PROBLEM SET:
A. Retype the part of the QNAP article that begins at the words "October 2020 –" and stops after "of networking equipment.".
B. Decide whether each statement agrees with the QNAP article, answering yes or no and quoting the deciding words: (i) QNAP became a separate company in 2004. (ii) QNAP has offices in 20 countries. (iii) QuTS hero implements ZFS.
C. Please proceed with the QNAP article from the point where it stops.

TEXT:
______________________________

QNAP Systems, Inc. () is a Taiwanese corporation that specializes in network-attached storage (NAS) appliances used for file sharing, virtualization, storage management and surveillance applications. Headquartered in Xizhi District, New Taipei City, Taiwan, QNAP has offices in 16 countries and employs over 1000 people around the world.

QNAP has been a member of the Intel Intelligent Systems Alliance since 2011.

Company history 
QNAP originally existed as a department within the IEI Integration Corporation, an industrial computing service provider located in Taiwan. In 2004, QNAP Systems Inc. was spun off into a separate company.

Company milestones 
 July 2020 – QuTScloud c4.5.1 is released.
 October 2020 – QTS 4.5.1 is released.
 November 2020 – QuTS hero h4.5.1 is released.

Product overview

QNAP primarily produces Network-Attached Storage (NAS) appliances. The company also produces Network Video Recorders (NVR) and a series of networking equipment.

 QTS – an operating system for NAS devices
 QES (QNAP Enterprise Storage)
 QuTS hero – an operating system similar to QTS that implements ZFS
 QuTScloud
 QNE
 QSS
 QuRouter
 The QNAP QHora-301W supports high-speed Wi-Fi 6 and 10GbE connections, while also providing an enterprise-grade SD-WAN VPN to allow multi-site VPN deployment via the cloud.

______________________________

DATA FOR REVIEW:
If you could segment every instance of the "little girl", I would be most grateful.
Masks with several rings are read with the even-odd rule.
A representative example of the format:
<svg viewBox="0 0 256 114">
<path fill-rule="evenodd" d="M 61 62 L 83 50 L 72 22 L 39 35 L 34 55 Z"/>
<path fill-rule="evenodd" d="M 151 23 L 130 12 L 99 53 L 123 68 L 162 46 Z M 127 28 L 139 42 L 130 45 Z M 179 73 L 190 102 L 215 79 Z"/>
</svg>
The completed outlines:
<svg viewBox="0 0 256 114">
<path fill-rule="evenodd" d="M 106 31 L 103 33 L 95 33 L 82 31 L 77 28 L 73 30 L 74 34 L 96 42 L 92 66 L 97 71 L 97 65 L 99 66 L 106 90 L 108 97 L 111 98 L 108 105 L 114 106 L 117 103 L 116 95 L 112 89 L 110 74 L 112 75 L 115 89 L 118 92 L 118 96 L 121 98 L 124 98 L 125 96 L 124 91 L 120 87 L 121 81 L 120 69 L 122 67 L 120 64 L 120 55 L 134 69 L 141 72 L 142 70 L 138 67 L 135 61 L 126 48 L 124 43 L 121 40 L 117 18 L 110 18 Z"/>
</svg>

______________________________

YOUR WRITTEN ANSWERS:
A.
October 2020 – QTS 4.5.1 is released.
 November 2020 – QuTS hero h4.5.1 is released.

Product overview

QNAP primarily produces Network-Attached Storage (NAS) appliances. The company also produces Network Video Recorders (NVR) and a series of networking equipment.

B.
(i) Yes: "In 2004, QNAP Systems Inc. was spun off into a separate company."
(ii) No: "QNAP has offices in 16 countries"
(iii) Yes: "QuTS hero – an operating system similar to QTS that implements ZFS"

C.
Vulnerabilities and attacks

In 2021, SAM security group reported that it had discovered critical vulnerabilities in QNAP NAS devices. SAM security group said that these would mean that remote attackers could "execute arbitrary shell commands ... [or] create arbitrary file data on any (non-existing) location ... [or] execute arbitrary commands on the remote NAS". The company said that it had informed QNAP of the vulnerabilities in 2020 but that, four months after being informed, QNAP had not addressed these. The article was later updated to clarify that QNAP had resolved the problems for the most recent devices, but not for older systems, and then that QNAP had revised and released firmware for older devices.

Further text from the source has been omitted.